§ **EXTRACTED RECORDS**:
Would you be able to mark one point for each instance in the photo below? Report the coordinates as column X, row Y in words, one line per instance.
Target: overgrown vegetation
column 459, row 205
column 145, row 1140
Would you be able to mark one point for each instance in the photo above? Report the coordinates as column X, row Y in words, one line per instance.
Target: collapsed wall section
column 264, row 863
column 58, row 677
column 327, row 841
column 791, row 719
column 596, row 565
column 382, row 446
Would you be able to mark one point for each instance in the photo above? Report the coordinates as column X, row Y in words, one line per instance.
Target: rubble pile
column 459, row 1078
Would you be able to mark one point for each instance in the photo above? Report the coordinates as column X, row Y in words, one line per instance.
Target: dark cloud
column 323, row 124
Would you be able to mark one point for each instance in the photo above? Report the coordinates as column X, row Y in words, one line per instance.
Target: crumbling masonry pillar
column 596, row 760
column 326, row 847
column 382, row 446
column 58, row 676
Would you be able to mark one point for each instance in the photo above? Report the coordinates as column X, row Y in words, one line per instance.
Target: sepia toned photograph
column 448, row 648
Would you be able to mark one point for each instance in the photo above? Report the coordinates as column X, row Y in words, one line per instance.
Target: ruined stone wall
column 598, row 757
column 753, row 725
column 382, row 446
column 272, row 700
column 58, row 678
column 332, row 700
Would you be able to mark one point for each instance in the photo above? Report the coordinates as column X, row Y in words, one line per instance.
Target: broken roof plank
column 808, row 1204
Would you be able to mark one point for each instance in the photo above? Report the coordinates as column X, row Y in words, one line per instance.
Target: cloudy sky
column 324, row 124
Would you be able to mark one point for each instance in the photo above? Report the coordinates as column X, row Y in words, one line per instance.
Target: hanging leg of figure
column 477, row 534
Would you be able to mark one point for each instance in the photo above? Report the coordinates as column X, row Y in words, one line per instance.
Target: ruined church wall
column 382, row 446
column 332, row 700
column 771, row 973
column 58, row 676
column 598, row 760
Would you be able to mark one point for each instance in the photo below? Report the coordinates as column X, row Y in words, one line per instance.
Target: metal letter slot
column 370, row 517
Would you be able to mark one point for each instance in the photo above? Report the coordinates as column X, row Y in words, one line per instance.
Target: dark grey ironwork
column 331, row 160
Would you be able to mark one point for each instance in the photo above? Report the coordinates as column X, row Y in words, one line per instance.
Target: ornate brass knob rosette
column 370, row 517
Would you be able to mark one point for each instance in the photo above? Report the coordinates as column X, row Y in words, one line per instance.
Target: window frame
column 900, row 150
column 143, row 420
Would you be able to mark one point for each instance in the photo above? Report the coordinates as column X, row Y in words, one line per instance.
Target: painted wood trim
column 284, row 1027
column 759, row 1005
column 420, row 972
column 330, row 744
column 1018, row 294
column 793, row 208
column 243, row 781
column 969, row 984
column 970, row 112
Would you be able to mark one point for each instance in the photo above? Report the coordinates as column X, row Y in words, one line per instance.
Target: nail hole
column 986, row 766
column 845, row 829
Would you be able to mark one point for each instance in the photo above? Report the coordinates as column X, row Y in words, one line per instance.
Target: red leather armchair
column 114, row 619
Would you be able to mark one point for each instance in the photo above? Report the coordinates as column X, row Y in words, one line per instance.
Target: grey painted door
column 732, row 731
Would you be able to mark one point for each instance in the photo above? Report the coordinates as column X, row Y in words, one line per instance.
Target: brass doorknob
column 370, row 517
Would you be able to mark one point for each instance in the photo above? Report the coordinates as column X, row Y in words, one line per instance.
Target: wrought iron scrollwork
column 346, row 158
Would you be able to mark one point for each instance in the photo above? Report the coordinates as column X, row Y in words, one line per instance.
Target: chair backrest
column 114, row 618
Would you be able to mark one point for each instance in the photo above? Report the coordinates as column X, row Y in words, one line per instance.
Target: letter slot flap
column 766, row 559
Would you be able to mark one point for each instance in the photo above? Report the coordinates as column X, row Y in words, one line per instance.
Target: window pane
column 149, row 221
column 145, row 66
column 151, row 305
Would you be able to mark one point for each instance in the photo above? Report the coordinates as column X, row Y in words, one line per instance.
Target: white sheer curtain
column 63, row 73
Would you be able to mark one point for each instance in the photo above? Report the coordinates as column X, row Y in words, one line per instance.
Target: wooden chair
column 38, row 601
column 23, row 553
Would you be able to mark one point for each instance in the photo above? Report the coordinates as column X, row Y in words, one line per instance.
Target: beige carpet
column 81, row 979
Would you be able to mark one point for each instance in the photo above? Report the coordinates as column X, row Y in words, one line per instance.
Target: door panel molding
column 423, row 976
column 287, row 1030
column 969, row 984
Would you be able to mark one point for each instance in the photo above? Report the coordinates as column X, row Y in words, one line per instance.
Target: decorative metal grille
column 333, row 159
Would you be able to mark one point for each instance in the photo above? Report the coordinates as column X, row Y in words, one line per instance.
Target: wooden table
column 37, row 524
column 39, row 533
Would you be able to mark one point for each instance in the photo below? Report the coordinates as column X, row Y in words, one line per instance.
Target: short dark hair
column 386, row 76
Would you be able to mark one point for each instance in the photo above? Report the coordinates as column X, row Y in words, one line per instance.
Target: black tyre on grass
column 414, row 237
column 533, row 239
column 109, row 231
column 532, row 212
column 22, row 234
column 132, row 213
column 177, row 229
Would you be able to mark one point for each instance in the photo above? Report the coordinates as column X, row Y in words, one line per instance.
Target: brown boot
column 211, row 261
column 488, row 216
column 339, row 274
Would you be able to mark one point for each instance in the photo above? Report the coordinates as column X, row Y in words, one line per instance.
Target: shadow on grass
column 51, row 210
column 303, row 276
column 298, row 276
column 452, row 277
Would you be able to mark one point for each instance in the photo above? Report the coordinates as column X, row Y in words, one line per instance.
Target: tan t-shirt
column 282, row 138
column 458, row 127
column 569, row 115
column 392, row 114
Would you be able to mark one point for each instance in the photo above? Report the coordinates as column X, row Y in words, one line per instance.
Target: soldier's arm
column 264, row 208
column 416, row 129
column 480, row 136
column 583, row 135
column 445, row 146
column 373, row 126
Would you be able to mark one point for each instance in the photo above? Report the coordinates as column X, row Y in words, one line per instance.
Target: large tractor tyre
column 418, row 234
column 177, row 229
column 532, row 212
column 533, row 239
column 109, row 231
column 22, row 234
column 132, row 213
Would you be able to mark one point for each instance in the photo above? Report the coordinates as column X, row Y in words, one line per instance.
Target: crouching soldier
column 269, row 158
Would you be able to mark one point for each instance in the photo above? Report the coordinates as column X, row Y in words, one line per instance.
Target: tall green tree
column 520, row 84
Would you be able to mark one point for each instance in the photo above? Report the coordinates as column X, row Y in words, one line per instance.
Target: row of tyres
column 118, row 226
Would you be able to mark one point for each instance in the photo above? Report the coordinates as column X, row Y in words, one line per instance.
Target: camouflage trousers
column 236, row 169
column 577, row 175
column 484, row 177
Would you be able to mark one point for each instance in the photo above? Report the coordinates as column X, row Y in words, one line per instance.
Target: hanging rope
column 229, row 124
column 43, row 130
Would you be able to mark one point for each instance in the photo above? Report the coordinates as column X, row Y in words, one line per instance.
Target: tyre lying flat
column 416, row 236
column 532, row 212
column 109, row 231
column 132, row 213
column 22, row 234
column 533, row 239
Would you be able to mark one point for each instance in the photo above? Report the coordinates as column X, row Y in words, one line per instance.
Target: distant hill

§ **EXERCISE DIRECTIONS**: Type out the full listing again, exactly as given.

§ **SOLVED PROBLEM**:
Would you be able to mark one point for each instance in the photo below? Report the coordinates as column X, row Y in words, one line per instance.
Target: overgrown vegetation
column 459, row 205
column 145, row 1140
Would you be able to mark one point for each instance in the photo above? Report the coordinates as column X, row Y in words, one line per instance.
Target: collapsed wall section
column 264, row 863
column 58, row 677
column 327, row 841
column 791, row 719
column 596, row 565
column 382, row 446
Would you be able to mark one point for each instance in the photo above? Report the coordinates as column X, row Y in words, one line per instance.
Target: rubble pile
column 459, row 1078
Would you be able to mark one point for each instance in the photo above? Report the coordinates as column X, row Y in words, one line per instance.
Target: dark cloud
column 323, row 124
Would you be able to mark one point for each instance in the photo above? Report the coordinates as column X, row Y in words, one line per instance.
Target: crumbling masonry pillar
column 596, row 760
column 326, row 847
column 382, row 446
column 58, row 676
Would you be able to mark one point for each instance in the photo above? Report the coordinates as column X, row Y in words, one line per instance.
Target: sepia toned photograph
column 448, row 648
Would you be able to mark one point for each instance in the photo above? Report the coordinates as column X, row Y in words, one line per instance.
Target: ruined stone wall
column 598, row 757
column 753, row 725
column 382, row 446
column 272, row 700
column 58, row 678
column 332, row 700
Would you be able to mark one point for each instance in the photo above? Report the coordinates as column X, row Y in words, one line per instance.
Target: broken roof plank
column 808, row 1204
Would you be able to mark one point for each instance in the photo above? Report the coordinates as column X, row Y in words, one line per instance.
Target: cloudy sky
column 324, row 124
Would you be able to mark one point for each instance in the photo above? Report the coordinates as column X, row Y in words, one line per instance.
Target: hanging leg of figure
column 477, row 534
Would you be able to mark one point for each instance in the photo above? Report the coordinates as column X, row Y in words, one line per instance.
Target: ruined church wall
column 382, row 446
column 332, row 700
column 771, row 973
column 58, row 676
column 598, row 760
Would you be able to mark one point for each instance in the photo below? Report the coordinates as column X, row Y in words, one line per instance.
Target: metal letter slot
column 370, row 517
Would you be able to mark one point for each instance in the photo above? Report the coordinates as column X, row Y in words, one line per instance.
Target: dark grey ironwork
column 331, row 160
Would you be able to mark one point for each instance in the photo above? Report the coordinates as column X, row Y in words, one line per instance.
Target: ornate brass knob rosette
column 370, row 517
Would you be able to mark one point for each instance in the photo above? Report the coordinates as column X, row Y in words, one line per instance.
Target: window frame
column 900, row 150
column 143, row 420
Would you be able to mark one point for each instance in the photo above? Report the coordinates as column X, row Y in words, one line per instance.
Target: painted wood trim
column 284, row 1027
column 759, row 1005
column 420, row 972
column 330, row 744
column 1018, row 294
column 793, row 208
column 243, row 781
column 969, row 984
column 970, row 112
Would you be able to mark one point for each instance in the photo above? Report the coordinates as column X, row Y in words, one line per instance.
Target: nail hole
column 986, row 766
column 845, row 829
Would you be able to mark one point for each instance in the photo above? Report the coordinates as column X, row Y in words, one line per instance.
Target: red leather armchair
column 114, row 619
Would you be able to mark one point for each instance in the photo above? Report the coordinates as column X, row Y in words, one line per instance.
Target: grey painted door
column 732, row 731
Would you be able to mark one point for each instance in the photo above? Report the coordinates as column X, row Y in words, one line per instance.
Target: brass doorknob
column 370, row 517
Would you be able to mark one point for each instance in the photo above? Report the coordinates as column X, row Y in words, one line per instance.
Target: wrought iron scrollwork
column 346, row 158
Would you be able to mark one point for each instance in the photo above? Report the coordinates as column X, row Y in words, one line per instance.
Target: chair backrest
column 114, row 618
Would you be able to mark one point for each instance in the photo above? Report the coordinates as column X, row Y in words, one line per instance.
Target: letter slot flap
column 766, row 559
Would you be able to mark one point for each instance in the photo above? Report the coordinates as column X, row Y in words, one line per instance.
Target: window pane
column 149, row 221
column 145, row 66
column 151, row 305
Would you be able to mark one point for each instance in the photo above? Report the coordinates as column X, row Y in words, one line per instance.
Target: white sheer curtain
column 63, row 73
Would you be able to mark one point for each instance in the photo above? Report the coordinates as column X, row Y in words, one line per instance.
Target: wooden chair
column 38, row 601
column 23, row 553
Would you be able to mark one point for each instance in the photo above? Report the coordinates as column X, row Y in words, one line per instance.
Target: beige carpet
column 81, row 979
Would you be able to mark one point for each instance in the photo above? Report the coordinates as column X, row Y in words, one line per instance.
Target: door panel molding
column 423, row 976
column 287, row 1030
column 969, row 984
Would you be able to mark one point for each instance in the photo above? Report the coordinates as column X, row Y in words, one line per instance.
Target: decorative metal grille
column 333, row 159
Would you be able to mark one point for each instance in the photo above? Report the coordinates as column X, row Y in words, one line per instance.
Target: wooden table
column 37, row 524
column 39, row 533
Would you be able to mark one point for each instance in the photo below? Report the coordinates as column X, row Y in words, one line per instance.
Target: short dark hair
column 386, row 76
Would you be able to mark one point for each instance in the photo above? Report the coordinates as column X, row Y in words, one line per instance.
Target: black tyre on grass
column 414, row 237
column 533, row 239
column 109, row 231
column 532, row 212
column 22, row 234
column 132, row 213
column 177, row 229
Would you be able to mark one point for each instance in the photo above? Report the coordinates as column X, row Y in words, one line per instance.
Target: brown boot
column 211, row 261
column 488, row 216
column 339, row 274
Would you be able to mark one point for each instance in the photo above? Report the coordinates as column X, row Y in words, one line per instance.
Target: shadow on grass
column 51, row 210
column 303, row 276
column 298, row 276
column 452, row 277
Would you be able to mark one point for each instance in the photo above? Report the coordinates as column X, row Y in words, one line per instance.
Target: tan t-shirt
column 282, row 138
column 458, row 127
column 569, row 115
column 392, row 114
Would you be able to mark one point for each instance in the photo above? Report the coordinates as column X, row Y in words, one line per instance.
Target: soldier's arm
column 264, row 208
column 416, row 129
column 480, row 136
column 583, row 135
column 445, row 146
column 373, row 126
Would you be able to mark one point for each instance in the photo above? Report the coordinates as column X, row Y in words, one line per instance.
Target: large tractor tyre
column 418, row 234
column 177, row 229
column 532, row 212
column 533, row 239
column 109, row 231
column 22, row 234
column 132, row 213
Would you be able to mark one point for each instance in the photo above? Report the coordinates as column X, row Y in words, one line per instance.
Target: crouching soldier
column 269, row 158
Would you be able to mark one point for each instance in the photo above? Report the coordinates as column X, row Y in words, one line per instance.
Target: tall green tree
column 520, row 84
Would you be able to mark one point for each instance in the photo above? Report the coordinates as column X, row Y in words, one line per instance.
Target: row of tyres
column 118, row 226
Would you be able to mark one point for each instance in the photo above? Report the coordinates as column X, row Y in words, one line per instance.
Target: camouflage trousers
column 236, row 169
column 577, row 175
column 484, row 177
Would you be able to mark one point for each instance in the photo above? Report the coordinates as column X, row Y in words, one line per instance.
Target: hanging rope
column 229, row 124
column 43, row 130
Would you be able to mark one point for each instance in the photo above? Report the coordinates as column X, row Y in words, one line per instance.
Target: tyre lying flat
column 416, row 236
column 532, row 212
column 109, row 231
column 132, row 213
column 22, row 234
column 533, row 239
Would you be able to mark one point for each instance in the photo above? Report the coordinates as column X, row Y in words, one line per instance.
Target: distant hill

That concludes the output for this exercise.